• _PASSAGE GIVEN_

:::::

Skip to main content

Source: oceanid/@docs/guides/SME/index.mdx | ✏️ Edit on GitHub

SME Guide: Uploading, Annotating, and Accessing Raw Data (Staging)

Audience: Subject Matter Experts. This guide focuses only on what you need to do: upload, annotate, and view the raw data in the staging database. Everything else is pre‑wired so you don’t need to worry about infrastructure.

SME Quickstart

  • Open Label Studio: https://label.boathou.se (Cloudflare Access)
  • Open project “NER_Data” (or your team project)
  • Verify labeling interface has one block: <Labels name="label" toName="text" ...>
  • Click a task → confirm pre‑labels appear inline
  • Adjust spans and labels; Save/Submit
  • Optional: open DBeaver to browse stage.* views (read‑only)

Draw Boxes on PDFs

  • Open a PDF task and use "PDF Page (Boxes)" to draw rectangles.
  • Labels available: TABLE, FIGURE, SECTION, SIGNATURE, STAMP (ask if you need more).
  • Your boxes are stored in the database and converted to PDF‑point coordinates for model training.

:::::

• _GIVEN EXERCISE 1_
List the labels the SME guide says are available for drawing boxes on PDFs.
• _GIVEN EXERCISE 2_
Reproduce the part of the SME guide between "Source: oceanid/@docs/guides/SME/index.mdx |" and "stage.* views (read‑only)", inclusive.

Entries from a point annotation set:
:::::

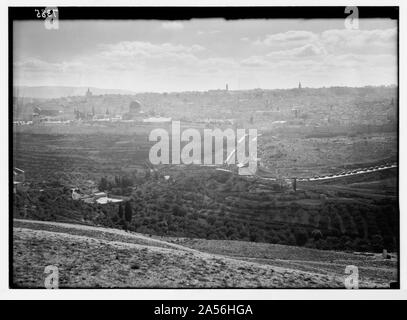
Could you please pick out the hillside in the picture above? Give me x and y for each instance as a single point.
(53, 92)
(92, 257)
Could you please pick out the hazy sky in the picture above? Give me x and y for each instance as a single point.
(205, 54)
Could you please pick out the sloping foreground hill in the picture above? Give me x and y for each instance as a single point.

:::::

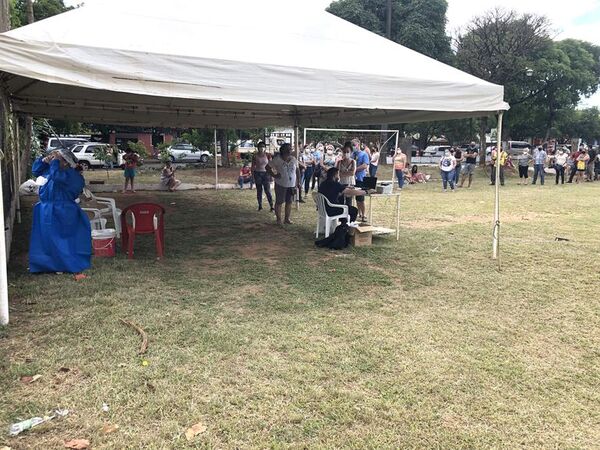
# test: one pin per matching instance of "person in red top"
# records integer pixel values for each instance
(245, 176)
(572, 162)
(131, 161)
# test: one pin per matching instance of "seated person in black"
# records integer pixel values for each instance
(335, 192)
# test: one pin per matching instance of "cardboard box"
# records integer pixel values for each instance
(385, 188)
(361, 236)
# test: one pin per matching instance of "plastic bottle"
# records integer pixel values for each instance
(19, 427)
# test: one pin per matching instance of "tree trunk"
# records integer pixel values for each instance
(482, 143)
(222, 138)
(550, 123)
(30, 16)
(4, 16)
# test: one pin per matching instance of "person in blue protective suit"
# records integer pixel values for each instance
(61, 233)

:::::

• _PROBLEM SOLUTION 1_
TABLE, FIGURE, SECTION, SIGNATURE, STAMP

• _PROBLEM SOLUTION 2_
Source: oceanid/@docs/guides/SME/index.mdx | ✏️ Edit on GitHub

SME Guide: Uploading, Annotating, and Accessing Raw Data (Staging)

Audience: Subject Matter Experts. This guide focuses only on what you need to do: upload, annotate, and view the raw data in the staging database. Everything else is pre‑wired so you don’t need to worry about infrastructure.

SME Quickstart

  • Open Label Studio: https://label.boathou.se (Cloudflare Access)
  • Open project “NER_Data” (or your team project)
  • Verify labeling interface has one block: <Labels name="label" toName="text" ...>
  • Click a task → confirm pre‑labels appear inline
  • Adjust spans and labels; Save/Submit
  • Optional: open DBeaver to browse stage.* views (read‑only)